[EXTRACT TO READ — start]

Although high intensity exercise/over-exercising is not good for an unhealthy gut, low intensity exercise is significantly beneficial. Exercising 3-5x per week for 30-60 minutes has been shown to increase immunity, digestion and mood (Silveira et al. 2021).

11. Fasting

Fasting is a great way to give your digestive system a break so that it can rejuvenate/heal itself and remove toxins that are contributing to pathology (CNM, 2023). Fasting improves blood glucose regulation, increases energy, improves digestive function and nutrient absorption. Furthermore, fasting has been shown to improve microbiota diversity. Gut microbiota fermentation products such as lactate and acetate increase when an individual is fasting (Karakan, 2019).

There are many different types of fasting, this includes:

  • Time restricted eating (16/8 method)- only eating for 8 hours of the day and fasting for 16

  • Fasting twice a week (5:2 method)- eating normally for 5 days and then fasting for 5

  • Alternative day fasting

  • 24 hour fasts

  • Water fasts

  • Dry fasts

  • Juice fasts

  • Extended period fasts (2+ weeks)

Please work with alongside a naturopath or nutritionist to identify if a fast is suitable for you and which type.

12. Get good quality sleep

Getting a good nights sleep is important for so many aspects of health including cardiovascular and brain health. However, lack of sleep/poor quality sleep also negatively affects the gastrointestinal system. Recent studies have shown that sleep deprivation induces changes in gut microbiome composition and diversity, as well as increasing inflammatory cytokines that damage the gut (Smith et al. 2019).

[EXTRACT TO READ — finish]
[RECORDS PROVIDED — start]

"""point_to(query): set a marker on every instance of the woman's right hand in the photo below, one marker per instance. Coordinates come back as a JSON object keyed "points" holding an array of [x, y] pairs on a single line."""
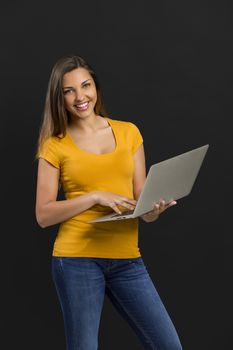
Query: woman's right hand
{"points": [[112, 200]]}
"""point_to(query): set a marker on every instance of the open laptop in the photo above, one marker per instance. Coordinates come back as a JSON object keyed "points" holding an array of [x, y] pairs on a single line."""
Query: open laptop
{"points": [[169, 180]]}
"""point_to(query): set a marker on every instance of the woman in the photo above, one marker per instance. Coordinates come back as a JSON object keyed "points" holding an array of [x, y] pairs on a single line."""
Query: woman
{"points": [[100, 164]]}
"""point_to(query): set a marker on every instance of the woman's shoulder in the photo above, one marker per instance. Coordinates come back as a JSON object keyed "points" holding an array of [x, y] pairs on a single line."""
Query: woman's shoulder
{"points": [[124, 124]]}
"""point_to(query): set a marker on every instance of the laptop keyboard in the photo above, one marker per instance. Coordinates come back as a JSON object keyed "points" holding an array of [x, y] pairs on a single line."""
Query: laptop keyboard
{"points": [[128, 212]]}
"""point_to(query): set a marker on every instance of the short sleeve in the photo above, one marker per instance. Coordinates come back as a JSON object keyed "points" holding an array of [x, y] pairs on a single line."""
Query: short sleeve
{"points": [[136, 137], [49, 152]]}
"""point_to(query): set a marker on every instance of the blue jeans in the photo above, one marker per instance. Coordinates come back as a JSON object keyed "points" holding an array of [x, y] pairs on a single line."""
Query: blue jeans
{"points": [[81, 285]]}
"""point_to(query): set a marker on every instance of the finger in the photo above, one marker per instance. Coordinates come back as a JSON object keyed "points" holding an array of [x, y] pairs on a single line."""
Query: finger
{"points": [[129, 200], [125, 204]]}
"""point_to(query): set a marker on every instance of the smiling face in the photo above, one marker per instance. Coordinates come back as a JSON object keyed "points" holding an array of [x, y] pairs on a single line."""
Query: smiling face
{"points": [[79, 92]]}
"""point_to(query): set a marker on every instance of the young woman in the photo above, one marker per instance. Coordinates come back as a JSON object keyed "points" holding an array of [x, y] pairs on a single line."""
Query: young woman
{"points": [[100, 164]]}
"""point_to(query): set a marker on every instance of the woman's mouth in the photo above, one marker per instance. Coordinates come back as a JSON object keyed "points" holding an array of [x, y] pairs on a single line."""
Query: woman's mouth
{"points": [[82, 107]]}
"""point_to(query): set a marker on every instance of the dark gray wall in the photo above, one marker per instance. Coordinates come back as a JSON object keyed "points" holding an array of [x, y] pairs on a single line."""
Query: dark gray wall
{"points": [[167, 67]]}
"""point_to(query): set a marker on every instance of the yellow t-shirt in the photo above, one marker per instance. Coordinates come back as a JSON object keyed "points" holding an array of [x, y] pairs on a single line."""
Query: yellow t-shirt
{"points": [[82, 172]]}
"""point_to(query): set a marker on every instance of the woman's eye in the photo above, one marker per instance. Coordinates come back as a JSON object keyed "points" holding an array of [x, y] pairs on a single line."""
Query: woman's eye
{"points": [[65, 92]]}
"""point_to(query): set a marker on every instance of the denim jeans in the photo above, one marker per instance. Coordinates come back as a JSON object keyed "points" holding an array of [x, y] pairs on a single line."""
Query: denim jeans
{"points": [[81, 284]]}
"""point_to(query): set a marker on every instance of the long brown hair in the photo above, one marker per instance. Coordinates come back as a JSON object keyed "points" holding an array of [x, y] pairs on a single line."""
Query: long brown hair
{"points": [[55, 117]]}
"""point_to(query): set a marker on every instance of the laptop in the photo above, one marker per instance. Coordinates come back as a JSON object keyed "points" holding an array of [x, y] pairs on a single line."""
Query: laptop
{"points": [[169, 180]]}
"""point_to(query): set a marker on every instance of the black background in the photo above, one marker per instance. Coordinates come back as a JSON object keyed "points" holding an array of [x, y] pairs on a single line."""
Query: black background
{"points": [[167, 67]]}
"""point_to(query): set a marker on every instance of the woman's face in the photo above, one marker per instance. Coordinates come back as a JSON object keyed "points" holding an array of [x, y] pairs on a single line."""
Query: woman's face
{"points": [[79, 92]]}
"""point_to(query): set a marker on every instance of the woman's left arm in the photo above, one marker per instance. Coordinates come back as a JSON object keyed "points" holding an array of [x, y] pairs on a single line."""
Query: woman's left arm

[RECORDS PROVIDED — finish]
[RECORDS PROVIDED — start]

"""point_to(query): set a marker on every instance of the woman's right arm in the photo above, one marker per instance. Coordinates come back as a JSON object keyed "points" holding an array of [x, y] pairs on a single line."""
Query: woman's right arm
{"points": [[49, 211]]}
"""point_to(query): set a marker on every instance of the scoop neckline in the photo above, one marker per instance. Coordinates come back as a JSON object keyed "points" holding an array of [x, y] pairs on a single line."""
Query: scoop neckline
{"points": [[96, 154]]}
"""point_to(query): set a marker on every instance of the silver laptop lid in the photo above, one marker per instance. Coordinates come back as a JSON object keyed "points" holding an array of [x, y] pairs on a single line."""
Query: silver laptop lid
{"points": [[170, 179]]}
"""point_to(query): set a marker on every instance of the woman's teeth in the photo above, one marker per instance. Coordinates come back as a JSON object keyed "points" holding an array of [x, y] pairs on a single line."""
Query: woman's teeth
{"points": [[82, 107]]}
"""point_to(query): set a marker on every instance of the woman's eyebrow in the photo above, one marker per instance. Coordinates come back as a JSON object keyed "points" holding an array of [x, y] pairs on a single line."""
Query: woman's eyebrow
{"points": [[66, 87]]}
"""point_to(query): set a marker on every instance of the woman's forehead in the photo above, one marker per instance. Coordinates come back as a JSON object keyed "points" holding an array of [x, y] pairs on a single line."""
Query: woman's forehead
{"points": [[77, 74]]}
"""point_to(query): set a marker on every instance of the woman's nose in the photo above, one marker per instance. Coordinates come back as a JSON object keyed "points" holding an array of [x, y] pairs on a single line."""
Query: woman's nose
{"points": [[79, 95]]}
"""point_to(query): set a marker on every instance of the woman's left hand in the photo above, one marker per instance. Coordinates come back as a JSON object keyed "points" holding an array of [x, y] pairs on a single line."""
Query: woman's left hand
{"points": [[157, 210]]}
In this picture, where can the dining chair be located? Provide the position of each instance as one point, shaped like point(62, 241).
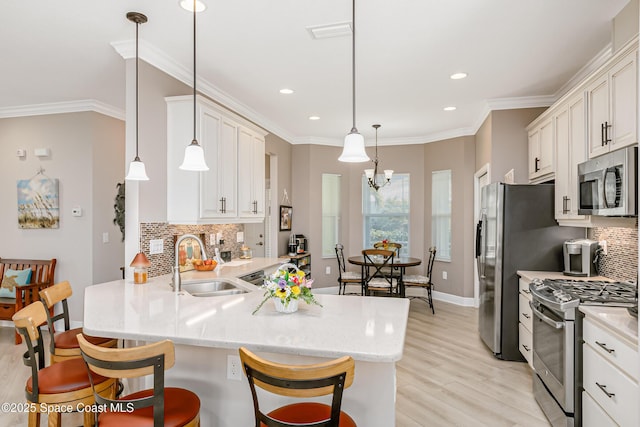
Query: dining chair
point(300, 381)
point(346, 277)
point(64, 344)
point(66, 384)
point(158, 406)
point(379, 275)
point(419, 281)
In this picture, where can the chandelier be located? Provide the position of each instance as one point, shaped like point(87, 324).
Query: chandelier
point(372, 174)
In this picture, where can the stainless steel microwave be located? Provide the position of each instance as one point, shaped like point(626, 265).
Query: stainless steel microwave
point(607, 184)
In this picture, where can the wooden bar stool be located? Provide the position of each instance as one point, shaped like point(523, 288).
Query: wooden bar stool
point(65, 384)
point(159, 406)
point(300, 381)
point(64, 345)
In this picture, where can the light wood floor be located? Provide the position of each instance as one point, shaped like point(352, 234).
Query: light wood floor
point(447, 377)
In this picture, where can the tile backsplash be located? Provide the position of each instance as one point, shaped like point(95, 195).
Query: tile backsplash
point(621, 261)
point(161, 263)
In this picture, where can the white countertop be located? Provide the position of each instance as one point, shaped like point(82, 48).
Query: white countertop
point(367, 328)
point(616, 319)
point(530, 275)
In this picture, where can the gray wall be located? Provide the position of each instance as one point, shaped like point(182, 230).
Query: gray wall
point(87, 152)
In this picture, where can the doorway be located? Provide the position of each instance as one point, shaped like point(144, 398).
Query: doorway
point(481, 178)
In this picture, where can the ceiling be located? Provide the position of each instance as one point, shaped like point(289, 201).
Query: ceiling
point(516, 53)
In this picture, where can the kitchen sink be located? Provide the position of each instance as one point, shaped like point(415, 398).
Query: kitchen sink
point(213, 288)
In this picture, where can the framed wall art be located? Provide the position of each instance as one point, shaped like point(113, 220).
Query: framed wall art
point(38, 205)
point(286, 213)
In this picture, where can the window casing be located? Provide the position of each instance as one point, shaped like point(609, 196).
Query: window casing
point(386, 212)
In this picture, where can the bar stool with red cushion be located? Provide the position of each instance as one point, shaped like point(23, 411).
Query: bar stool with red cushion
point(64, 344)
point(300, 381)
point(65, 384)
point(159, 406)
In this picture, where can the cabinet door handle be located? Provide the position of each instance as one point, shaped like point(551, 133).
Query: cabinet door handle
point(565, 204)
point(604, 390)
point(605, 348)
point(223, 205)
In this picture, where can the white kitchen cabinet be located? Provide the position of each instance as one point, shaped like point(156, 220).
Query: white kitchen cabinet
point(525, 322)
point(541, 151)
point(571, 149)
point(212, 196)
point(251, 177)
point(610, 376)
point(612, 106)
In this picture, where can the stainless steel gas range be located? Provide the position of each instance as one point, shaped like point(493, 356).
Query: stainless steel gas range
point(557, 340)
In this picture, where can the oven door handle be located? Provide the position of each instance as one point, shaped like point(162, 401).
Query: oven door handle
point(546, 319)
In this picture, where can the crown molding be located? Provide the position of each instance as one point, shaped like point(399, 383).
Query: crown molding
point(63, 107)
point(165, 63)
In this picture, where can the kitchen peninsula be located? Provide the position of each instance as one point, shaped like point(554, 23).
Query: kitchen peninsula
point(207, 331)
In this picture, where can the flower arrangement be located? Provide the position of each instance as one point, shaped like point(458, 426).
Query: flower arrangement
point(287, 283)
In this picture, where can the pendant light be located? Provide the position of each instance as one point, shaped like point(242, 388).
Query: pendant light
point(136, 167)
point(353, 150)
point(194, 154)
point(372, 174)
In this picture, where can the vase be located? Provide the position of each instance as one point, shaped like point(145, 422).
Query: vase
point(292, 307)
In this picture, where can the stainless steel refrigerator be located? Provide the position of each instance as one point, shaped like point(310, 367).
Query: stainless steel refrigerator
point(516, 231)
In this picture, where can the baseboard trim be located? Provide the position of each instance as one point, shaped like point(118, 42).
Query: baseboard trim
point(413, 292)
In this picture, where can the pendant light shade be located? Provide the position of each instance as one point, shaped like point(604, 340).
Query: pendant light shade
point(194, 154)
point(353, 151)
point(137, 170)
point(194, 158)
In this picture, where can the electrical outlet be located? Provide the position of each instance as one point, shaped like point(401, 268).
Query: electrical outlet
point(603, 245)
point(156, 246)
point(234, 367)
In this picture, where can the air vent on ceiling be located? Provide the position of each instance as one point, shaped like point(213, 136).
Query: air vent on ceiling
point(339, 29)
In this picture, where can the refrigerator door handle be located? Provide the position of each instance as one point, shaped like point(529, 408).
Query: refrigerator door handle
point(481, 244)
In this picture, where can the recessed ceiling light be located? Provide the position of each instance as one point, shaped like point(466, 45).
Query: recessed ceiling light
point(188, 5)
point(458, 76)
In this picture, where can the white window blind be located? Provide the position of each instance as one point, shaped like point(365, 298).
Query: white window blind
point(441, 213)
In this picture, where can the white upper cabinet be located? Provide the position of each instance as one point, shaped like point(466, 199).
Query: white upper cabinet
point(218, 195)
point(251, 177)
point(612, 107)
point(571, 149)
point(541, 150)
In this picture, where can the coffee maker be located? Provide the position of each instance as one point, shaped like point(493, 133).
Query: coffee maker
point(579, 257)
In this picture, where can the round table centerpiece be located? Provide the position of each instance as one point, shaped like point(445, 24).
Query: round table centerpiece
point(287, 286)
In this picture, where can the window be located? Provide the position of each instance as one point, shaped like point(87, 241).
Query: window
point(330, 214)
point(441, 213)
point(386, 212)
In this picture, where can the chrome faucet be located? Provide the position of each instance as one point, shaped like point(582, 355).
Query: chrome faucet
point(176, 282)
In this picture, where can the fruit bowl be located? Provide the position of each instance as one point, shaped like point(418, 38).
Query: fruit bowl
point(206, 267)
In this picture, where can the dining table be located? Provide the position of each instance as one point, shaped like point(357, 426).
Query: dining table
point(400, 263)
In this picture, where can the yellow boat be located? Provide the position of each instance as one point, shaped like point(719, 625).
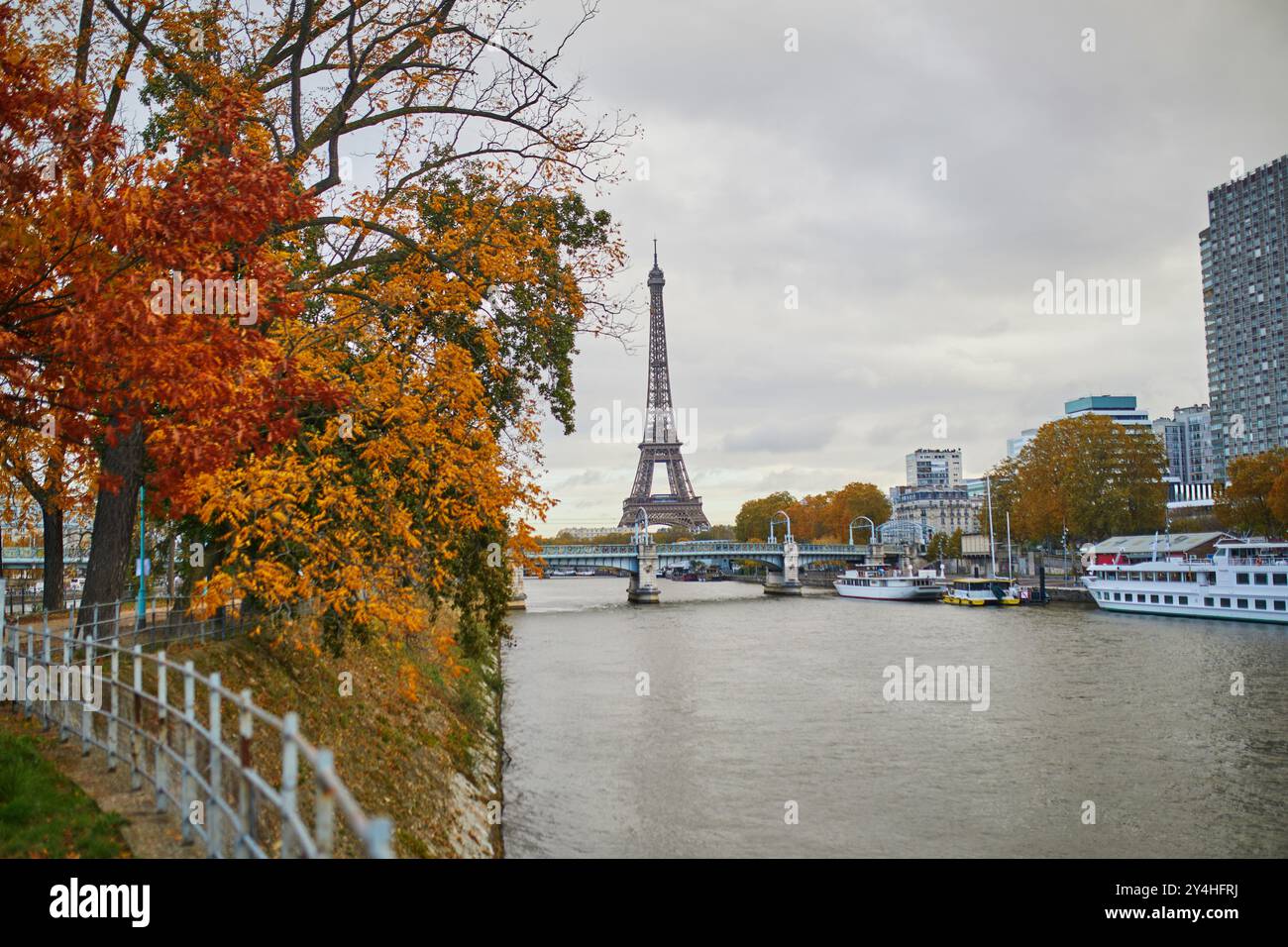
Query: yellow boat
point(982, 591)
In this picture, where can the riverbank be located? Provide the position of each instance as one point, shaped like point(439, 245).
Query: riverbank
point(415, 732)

[RECORDS PROVIDED — finish]
[RECORDS PROVIDED — start]

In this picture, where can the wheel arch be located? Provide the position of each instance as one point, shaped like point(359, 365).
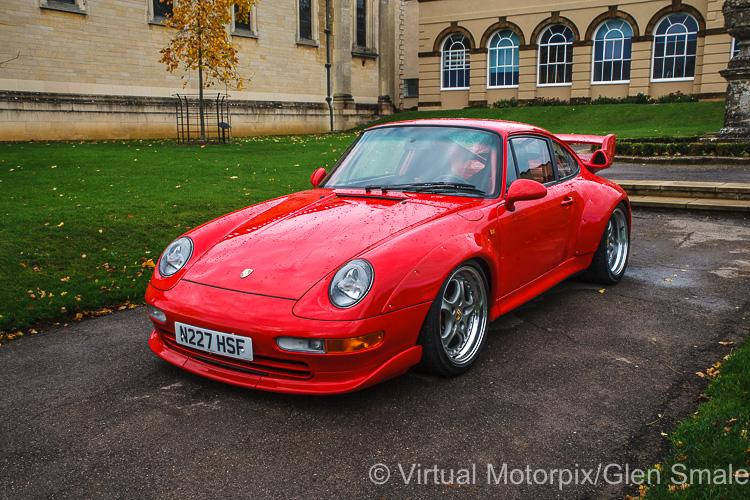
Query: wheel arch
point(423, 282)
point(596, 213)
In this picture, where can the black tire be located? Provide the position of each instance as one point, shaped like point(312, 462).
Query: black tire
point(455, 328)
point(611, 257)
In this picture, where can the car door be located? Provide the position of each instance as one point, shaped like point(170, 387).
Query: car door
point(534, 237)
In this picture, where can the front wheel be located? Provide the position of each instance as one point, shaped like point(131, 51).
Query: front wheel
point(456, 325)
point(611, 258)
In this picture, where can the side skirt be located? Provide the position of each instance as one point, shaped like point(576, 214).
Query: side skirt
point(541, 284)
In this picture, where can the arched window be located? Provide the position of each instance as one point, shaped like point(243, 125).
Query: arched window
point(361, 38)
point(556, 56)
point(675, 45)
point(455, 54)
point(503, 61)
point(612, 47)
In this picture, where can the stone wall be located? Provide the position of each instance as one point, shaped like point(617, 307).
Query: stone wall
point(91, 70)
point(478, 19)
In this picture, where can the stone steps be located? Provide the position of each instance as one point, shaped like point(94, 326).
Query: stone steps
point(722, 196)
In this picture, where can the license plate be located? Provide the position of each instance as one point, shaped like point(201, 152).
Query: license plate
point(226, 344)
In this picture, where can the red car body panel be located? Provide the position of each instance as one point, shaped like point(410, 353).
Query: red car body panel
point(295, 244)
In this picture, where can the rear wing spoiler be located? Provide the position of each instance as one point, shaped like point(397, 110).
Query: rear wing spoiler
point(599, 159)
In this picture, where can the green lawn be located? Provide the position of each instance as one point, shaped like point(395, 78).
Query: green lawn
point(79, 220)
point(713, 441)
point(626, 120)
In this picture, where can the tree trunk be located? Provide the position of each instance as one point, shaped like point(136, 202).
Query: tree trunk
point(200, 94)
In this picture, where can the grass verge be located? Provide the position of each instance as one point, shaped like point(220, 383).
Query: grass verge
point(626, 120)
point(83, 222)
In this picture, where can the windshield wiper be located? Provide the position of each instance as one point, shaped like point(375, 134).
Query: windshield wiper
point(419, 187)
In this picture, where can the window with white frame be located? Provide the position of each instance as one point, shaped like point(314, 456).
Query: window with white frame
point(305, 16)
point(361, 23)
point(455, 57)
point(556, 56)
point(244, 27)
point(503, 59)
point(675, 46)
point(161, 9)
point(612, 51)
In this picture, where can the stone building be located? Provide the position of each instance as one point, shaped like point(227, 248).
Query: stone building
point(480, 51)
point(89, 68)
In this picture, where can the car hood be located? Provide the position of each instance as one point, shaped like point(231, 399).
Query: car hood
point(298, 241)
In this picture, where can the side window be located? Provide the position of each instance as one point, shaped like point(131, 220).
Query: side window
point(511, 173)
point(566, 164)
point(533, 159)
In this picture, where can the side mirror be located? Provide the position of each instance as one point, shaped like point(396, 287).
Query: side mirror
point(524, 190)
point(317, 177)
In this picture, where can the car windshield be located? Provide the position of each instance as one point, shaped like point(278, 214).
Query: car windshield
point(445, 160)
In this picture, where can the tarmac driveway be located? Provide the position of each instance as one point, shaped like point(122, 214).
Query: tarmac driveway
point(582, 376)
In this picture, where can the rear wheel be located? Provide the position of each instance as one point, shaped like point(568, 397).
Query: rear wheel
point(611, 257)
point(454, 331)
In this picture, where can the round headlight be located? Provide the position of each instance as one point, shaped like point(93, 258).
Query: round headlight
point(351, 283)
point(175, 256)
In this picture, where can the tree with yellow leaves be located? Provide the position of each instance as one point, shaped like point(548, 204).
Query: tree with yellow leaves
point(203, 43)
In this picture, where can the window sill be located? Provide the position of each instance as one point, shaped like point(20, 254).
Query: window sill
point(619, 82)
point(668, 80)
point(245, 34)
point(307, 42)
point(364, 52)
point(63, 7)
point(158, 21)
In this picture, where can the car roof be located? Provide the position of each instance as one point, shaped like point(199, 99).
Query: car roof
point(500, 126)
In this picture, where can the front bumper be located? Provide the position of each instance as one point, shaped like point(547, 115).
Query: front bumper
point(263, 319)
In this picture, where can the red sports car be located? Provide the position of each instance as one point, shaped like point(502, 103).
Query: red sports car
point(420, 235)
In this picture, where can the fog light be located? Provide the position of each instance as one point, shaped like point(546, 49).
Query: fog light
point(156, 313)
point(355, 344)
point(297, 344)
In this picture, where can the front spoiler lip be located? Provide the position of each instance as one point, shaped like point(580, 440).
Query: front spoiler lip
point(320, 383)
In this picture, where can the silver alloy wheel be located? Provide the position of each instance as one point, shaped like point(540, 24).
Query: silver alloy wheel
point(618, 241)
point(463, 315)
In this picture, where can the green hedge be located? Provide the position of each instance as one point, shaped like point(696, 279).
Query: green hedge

[RECORDS PROVIDED — finish]

▶ **WHAT YOU NEED TO DO**:
- A) Would you duplicate the gut health text from "Getting a good" up to and including "et al. 2019)."?
- B) Can you pick up the gut health text after its final sentence and keep it going?

▶ **PER-TASK ANSWERS**:
- A)
Getting a good nights sleep is important for so many aspects of health including cardiovascular and brain health. However, lack of sleep/poor quality sleep also negatively affects the gastrointestinal system. Recent studies have shown that sleep deprivation induces changes in gut microbiome composition and diversity, as well as increasing inflammatory cytokines that damage the gut (Smith et al. 2019).

- B)
Getting a lack of sleep can also increase cortisol and stress levels, which negatively impact the gut and can lead to symptoms such as bloating and stomach pain (Hirotsu et al. 2015). Furthermore, a lack of sleep can affect your food choices, and in turn, your microbiota. When the body is sleep deprived, we usually crave and reach for more sugary foods and drinks to give us that extra bit of energy, however, this can be extremely damaging for an already inflamed gut (Daza et al. 2020).

For children aged 3-17, getting 8-12 hours per night is optimal for well-being. Adults aged 18+ should aim for 7-9 hours of undisturbed sleep per night to improve gastrointestinal and overall health (Chaput et al. 2018).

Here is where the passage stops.